---------- TEXTO ESCOLHIDO ----------

Ao longo de vários dias fui para o deserto com esta obra, procurei um confronto com ela, na medida em que deixei que ela me levasse para a colina mais alta do deserto, que facilmente seria esbatida por mais uma tempestade de areia. Novamente estaria no posto mais fundo do deserto, à espera de uma escada que me permitisse subir. Uma escada que eu sozinho não conseguiria construir, nem com as minhas mãos, nem com as minhas palavras. Esperei no fundo do deserto por algo que me ajudasse a ascender.
Talvez seja esta coisa o objeto estético, algo que nos resgata do alheamento, com uma atração gravítica de não permitir que sejamos somente atraídos pela Terra. O curador da exposição afirma: [Rui Chafes] Propõe uma segunda forma de acesso à realidade: um caminho de recusa da gravidade natural, sendo a primeira forma a sujeição absoluta à gravidade física. Ou seja, a arte como que nos agarra à distância, eleva-nos, pois, ao contrário da gravidade natural, agarra-nos pelo âmago e não pela nossa obesidade, não pela nossa ornamentação, mas por aquilo sobre o qual a ornamentação se edifica, sobre a nossa verdadeira matéria, no sentido de ser a matéria do potencial acesso à verdade e não no sentido em que se vê. Porque temos muito essa tendência de achar que a verdade é aquilo que se observa, mas os sentidos facilmente se enganam. Mas creio que devemos olhar (e aí o objeto estético é de suma importância), porque quer real quer irreal, o que vemos é fruto de nós e por isso nos permite o conhecimento de nós mesmos. É fruto de nós, porque não é a visão da forma do objeto que vemos, mas aquilo em que a mente o transfigura: é um reflexo do nosso olhar.

---------- EXCERTO DOS DADOS ----------

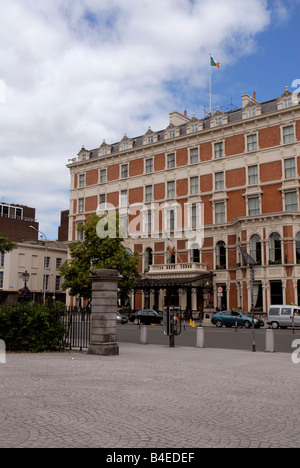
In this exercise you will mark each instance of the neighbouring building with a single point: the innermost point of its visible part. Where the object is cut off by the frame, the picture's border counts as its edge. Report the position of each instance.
(41, 260)
(15, 222)
(242, 166)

----------

O QUE SE PEDE =>
• a. No texto sobre arte e gravidade, qual é, segundo o curador, a primeira forma de acesso à realidade?
• b. Transcreva do texto sobre arte e gravidade tudo o que vai de "Ao longo de" até "ajudasse a ascender.".
• c. Prolongue o texto sobre arte e gravidade a partir da sua última frase.

AS RESPOSTAS =>
• a. A sujeição absoluta à gravidade física.

• b.
Ao longo de vários dias fui para o deserto com esta obra, procurei um confronto com ela, na medida em que deixei que ela me levasse para a colina mais alta do deserto, que facilmente seria esbatida por mais uma tempestade de areia. Novamente estaria no posto mais fundo do deserto, à espera de uma escada que me permitisse subir. Uma escada que eu sozinho não conseguiria construir, nem com as minhas mãos, nem com as minhas palavras. Esperei no fundo do deserto por algo que me ajudasse a ascender.

• c.
Os estudiosos de literatura gostam muito de encontrar intemporalidades nas várias obras que estudam. Mas será que uma certa homogeneidade nos conteúdos literários e no comportamento humano não são apenas um olhar homogéneo e não uma humanidade homogénea? Porque se não temos a certeza da existência da humanidade e talvez tenhamos mais alguma acerca da nossa mente, não deveríamos atribuir às homogeneidades ao olhar subjetivo e não ao objeto olhado? Os filósofos questionam-se acerca da existência, mas parece ser a mente o mínimo para essas interrogações. E talvez a humanidade e o seu comportamento seja uma invenção minha e por isso lhe tenho atribuído o protagonismo quando observo a intemporalidade de uma obra de literatura, porque pode acontecer eu mais dificilmente aceder àquilo que determina a maneira como penso, à minha mente, e talvez prefira explicar as coisas dizendo aquilo que vejo e não ir de encontro à forma como olho.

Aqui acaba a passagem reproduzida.